▶ WORK TO BE COMPLETED
Collect every line of the records that contains the word "Return", and copy each such line in full.

▶ EXTRACTED INFORMATION
- - - - - - -

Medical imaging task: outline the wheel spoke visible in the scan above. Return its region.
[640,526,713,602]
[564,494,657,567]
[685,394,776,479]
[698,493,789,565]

- - - - - - -

▶ EXERCISE RESULT
Medical imaging task: outline the wheel spoke visible in the scan above. Return its region.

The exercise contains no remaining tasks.